* _Problem_
Could you give every one of the following rows again, substituting "mark the position" for "record the location" wherever it occurs and leaving all else unchanged?

* _Records provided_
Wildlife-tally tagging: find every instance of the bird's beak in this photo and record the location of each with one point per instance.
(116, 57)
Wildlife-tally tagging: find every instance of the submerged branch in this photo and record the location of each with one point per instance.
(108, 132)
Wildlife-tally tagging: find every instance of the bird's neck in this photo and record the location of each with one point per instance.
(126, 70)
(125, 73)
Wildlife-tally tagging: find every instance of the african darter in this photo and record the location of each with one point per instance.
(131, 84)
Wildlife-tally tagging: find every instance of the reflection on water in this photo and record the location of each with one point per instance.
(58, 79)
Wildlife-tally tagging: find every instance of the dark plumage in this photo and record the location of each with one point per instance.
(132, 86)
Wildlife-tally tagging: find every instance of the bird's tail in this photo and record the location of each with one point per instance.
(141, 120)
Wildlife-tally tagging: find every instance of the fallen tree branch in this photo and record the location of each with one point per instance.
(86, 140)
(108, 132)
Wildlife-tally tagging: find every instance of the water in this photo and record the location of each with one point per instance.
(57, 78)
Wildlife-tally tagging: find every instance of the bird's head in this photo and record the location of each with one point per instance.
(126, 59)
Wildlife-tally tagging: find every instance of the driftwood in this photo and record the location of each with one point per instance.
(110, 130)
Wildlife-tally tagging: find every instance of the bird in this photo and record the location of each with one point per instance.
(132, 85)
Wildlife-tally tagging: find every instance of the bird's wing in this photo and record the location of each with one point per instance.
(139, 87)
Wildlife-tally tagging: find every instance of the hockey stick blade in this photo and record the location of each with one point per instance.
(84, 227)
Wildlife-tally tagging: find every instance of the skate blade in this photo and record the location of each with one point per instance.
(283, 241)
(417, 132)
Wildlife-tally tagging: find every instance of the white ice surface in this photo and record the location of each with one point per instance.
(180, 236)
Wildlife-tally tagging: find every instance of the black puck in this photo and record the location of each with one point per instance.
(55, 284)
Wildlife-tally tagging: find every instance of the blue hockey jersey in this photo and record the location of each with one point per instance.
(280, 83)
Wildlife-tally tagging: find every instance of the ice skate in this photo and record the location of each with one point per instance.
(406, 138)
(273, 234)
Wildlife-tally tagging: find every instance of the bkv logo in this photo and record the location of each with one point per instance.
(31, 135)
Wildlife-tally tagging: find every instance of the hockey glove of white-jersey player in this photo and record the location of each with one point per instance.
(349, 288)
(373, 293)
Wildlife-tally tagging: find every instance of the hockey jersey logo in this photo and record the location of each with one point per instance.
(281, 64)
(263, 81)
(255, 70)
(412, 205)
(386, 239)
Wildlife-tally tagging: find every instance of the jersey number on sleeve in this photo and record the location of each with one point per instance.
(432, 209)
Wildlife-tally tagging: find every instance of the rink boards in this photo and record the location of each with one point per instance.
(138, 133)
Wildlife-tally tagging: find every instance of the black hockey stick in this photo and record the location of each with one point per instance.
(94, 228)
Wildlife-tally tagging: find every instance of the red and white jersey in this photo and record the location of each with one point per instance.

* _The output_
Wildlife-tally tagging: find every instance of the bird's beak in this photo and mark the position of each with one point per instance.
(116, 57)
Wildlife-tally tagging: find every instance of the submerged branch in this photo and mark the position of each with one point per instance.
(108, 132)
Wildlife-tally tagging: find every instance of the bird's neck in this photo and mark the position of each with one point per instance.
(126, 70)
(125, 73)
Wildlife-tally tagging: find every instance of the african darter in this photo and mark the position of each with one point per instance.
(131, 84)
Wildlife-tally tagging: find every instance of the reflection on water in this photo and mark the position of each with one point per instance.
(58, 79)
Wildlife-tally tagging: find every instance of the dark plumage in this photo and mark the position of each with one point per instance.
(132, 86)
Wildlife-tally tagging: find every instance of the bird's tail in this photo and mark the position of each with one point per instance.
(141, 120)
Wildlife-tally tagging: find every instance of the fallen tree branch in this photo and mark the position of each with one point per instance.
(86, 140)
(108, 132)
Wildlife-tally tagging: find every instance of the water in this photo and mark the position of each with one point per instance.
(57, 78)
Wildlife-tally tagging: find every instance of the bird's head in this photo and mark the position of each with one point per instance.
(126, 59)
Wildlife-tally tagging: find every instance of the driftwood in this photo and mark the position of each with one point per instance.
(110, 130)
Wildlife-tally tagging: find every instance of the bird in this photo and mark the position of each with one point per instance.
(132, 85)
Wildlife-tally tagging: find every instance of the bird's wing in this photo and mark the position of each with one point per instance.
(139, 87)
Wildlife-tally tagging: find every instance of the hockey stick blade in this photo and mark the position of each with one point per instance.
(84, 227)
Wildlife-tally tagging: find every instance of the skate blade in this photo and mark the position of each with one point per instance.
(283, 241)
(417, 132)
Wildlife-tally tagging: find every instance of the white ice surface in this photo and mark the position of each with one point per instance.
(180, 236)
Wildlife-tally tagging: find every instance of the black puck in this photo and mark the position of each with one point per instance.
(55, 284)
Wildlife-tally tagging: find every instance of the blue hockey jersey in this photo and mark the position of each with one point per instance.
(280, 83)
Wildlife-tally tagging: find every instance of the ice skate in this photo and mark the position of each with one point per instance.
(406, 138)
(273, 234)
Wildlife-tally tagging: find every instance of the bkv logo in this photo and mark the position of each with one point per instance.
(31, 135)
Wildlife-tally tagging: find every instance of the hockey glove of white-jersey player in this photo and mark the position of each with one point per instance.
(349, 288)
(373, 293)
Wildlife-tally tagging: find every instance of the hockey jersey logo in this photo and mark the position of each with one point per instance.
(281, 64)
(263, 81)
(255, 70)
(412, 205)
(386, 239)
Wildlife-tally tagging: find every instance of the jersey number on sleeve in this photo and mark the position of each with one point per instance.
(432, 209)
Wildlife-tally tagging: find every instance of the rink boards in this photo and mark the position of each with one point per instance.
(138, 133)
Wildlife-tally tagging: find every instance of the black hockey stick in this photo and mark the position of each with one point per instance.
(94, 228)
Wildlife-tally tagging: find every instance of the red and white jersey in this photo and mark the position of each with one point per instance.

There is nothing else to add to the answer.